Instructions to follow: Show every line below that contains the string "window", treating case as significant.

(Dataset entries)
━━━━

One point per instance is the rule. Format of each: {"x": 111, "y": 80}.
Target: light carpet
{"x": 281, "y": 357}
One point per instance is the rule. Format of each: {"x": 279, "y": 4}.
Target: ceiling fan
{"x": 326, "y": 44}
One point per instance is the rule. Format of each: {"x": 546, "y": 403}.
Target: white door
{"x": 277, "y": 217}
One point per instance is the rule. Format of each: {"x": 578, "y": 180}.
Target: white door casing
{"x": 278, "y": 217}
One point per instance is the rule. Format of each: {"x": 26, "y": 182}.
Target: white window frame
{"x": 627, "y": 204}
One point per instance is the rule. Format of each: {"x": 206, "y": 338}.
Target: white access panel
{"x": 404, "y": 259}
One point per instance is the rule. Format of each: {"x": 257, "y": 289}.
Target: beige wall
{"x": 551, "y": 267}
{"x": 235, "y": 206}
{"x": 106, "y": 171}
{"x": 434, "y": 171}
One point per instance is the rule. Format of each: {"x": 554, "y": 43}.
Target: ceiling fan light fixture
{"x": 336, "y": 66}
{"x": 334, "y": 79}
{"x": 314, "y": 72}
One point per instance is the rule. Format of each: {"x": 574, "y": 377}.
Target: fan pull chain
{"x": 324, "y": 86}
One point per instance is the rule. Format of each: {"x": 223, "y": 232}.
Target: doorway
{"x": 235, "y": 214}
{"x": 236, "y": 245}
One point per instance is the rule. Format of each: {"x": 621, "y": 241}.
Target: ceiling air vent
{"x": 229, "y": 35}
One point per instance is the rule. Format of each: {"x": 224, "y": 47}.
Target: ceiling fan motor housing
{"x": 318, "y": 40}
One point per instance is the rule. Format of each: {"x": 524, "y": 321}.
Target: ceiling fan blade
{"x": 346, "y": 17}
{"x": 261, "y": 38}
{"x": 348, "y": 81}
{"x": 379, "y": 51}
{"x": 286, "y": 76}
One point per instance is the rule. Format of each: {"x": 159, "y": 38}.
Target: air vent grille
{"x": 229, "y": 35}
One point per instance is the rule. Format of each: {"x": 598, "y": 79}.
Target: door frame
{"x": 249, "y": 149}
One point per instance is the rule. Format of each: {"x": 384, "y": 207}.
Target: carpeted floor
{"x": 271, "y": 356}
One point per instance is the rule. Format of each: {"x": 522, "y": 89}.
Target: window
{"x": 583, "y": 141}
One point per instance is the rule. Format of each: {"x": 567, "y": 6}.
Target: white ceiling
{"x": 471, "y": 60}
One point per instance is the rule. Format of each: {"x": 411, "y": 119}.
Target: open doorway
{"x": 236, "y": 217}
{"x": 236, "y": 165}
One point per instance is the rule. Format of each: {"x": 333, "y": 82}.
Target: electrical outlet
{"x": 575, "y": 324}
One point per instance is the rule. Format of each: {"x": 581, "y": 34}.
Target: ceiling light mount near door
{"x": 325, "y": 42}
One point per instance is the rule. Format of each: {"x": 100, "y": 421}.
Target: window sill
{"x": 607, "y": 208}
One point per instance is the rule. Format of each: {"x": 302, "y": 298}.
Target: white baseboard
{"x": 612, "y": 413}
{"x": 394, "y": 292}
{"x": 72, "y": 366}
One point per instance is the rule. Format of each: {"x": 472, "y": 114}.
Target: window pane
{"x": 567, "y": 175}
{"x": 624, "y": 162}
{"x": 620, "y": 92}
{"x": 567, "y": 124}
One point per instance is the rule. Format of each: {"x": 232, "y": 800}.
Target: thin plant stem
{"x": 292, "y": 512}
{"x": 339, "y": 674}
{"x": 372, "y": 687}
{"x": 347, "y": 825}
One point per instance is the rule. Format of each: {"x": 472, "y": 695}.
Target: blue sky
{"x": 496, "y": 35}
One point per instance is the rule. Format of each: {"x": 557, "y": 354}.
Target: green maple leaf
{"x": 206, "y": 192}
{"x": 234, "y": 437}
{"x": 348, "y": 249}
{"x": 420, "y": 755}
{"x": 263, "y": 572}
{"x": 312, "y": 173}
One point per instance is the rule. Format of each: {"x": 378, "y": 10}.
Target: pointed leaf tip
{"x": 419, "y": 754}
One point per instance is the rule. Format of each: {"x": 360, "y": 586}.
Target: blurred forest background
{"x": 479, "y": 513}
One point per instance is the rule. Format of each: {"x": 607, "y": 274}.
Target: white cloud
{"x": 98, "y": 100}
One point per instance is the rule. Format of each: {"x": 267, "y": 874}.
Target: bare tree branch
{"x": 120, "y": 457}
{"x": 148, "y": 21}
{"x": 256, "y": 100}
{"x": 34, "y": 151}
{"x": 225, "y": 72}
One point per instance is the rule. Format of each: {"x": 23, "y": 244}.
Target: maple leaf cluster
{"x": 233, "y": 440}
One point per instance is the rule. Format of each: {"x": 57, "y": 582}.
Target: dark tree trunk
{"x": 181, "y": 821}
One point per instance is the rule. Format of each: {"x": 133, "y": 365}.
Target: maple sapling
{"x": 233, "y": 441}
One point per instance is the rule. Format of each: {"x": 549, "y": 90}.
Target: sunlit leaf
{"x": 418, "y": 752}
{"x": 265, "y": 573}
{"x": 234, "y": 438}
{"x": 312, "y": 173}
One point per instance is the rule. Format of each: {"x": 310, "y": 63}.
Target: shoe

━━━━

In response:
Target: white window frame
Target: window
Target: window sill
Target: window pane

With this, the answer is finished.